**What the task requires:** Find the line below that contains "shore in this photo.". Transcribe it and every line after it exactly, adding nothing.

**Referring expression pointing data:**

* * *

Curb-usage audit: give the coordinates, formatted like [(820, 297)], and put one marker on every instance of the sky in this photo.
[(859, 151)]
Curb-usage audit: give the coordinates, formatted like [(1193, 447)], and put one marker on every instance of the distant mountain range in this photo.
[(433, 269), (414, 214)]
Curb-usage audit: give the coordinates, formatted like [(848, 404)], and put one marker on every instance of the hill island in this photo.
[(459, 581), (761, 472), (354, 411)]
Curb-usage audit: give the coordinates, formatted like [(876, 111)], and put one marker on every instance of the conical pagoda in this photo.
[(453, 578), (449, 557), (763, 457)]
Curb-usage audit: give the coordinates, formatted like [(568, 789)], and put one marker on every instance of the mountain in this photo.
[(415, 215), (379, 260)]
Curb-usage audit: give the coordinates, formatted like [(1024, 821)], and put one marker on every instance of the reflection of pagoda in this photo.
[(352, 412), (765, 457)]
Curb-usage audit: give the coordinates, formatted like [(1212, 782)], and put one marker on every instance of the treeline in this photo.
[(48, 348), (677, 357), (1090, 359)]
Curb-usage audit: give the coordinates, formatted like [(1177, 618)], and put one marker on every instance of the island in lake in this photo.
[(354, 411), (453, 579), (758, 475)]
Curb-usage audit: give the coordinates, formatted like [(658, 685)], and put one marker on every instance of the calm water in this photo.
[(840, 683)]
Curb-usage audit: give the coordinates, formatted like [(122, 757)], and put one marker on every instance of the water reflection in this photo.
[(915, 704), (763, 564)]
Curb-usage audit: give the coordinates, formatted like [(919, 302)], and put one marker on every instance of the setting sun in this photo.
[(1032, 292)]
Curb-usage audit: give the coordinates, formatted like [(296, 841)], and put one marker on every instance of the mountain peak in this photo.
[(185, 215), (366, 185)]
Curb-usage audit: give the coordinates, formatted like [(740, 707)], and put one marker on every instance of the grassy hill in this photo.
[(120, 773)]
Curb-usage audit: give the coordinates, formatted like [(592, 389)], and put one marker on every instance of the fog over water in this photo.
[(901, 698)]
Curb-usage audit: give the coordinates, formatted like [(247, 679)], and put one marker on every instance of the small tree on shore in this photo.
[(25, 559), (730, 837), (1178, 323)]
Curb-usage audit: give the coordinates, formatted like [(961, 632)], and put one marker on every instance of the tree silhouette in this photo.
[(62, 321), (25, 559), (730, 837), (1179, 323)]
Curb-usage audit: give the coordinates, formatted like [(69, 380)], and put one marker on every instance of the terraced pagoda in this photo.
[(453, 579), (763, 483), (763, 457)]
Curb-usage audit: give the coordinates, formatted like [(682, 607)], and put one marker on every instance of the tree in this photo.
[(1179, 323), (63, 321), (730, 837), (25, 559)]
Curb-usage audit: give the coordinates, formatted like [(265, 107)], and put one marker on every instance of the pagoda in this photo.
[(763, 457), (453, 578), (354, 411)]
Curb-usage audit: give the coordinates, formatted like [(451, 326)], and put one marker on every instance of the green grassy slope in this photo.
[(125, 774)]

* * *

**Output for this task:**
Curb-usage audit: give the coordinates, formatted like [(247, 679)], and put one marker on every instance of the small tree on shore in this photo.
[(25, 559), (730, 837), (1178, 323)]
Curb-usage audit: give the coordinates, formatted like [(961, 632)], and put one marker on every instance of the tree silhouette in this photo.
[(62, 321), (25, 559), (730, 837), (1179, 323)]
Curb-usage audit: give the coordinates, formatted like [(69, 380)], and put one marker on every instance of the terraced pagoda in this photo.
[(453, 579), (763, 483), (763, 457)]
Curb-usage audit: give the coordinates, formatted like [(682, 607)], and put one marker on every instance of the tree in this photo.
[(1179, 323), (63, 321), (730, 837), (25, 559)]
Curb-usage audit: give the coordinates, formatted like [(265, 107)], and put one marker on every instance of the pagoda in this photo.
[(763, 457), (453, 578), (354, 411)]
Curb-usage audit: give the coordinates, formatted like [(451, 326)], and put one marker on every instance of the green grassy slope in this photo.
[(125, 774)]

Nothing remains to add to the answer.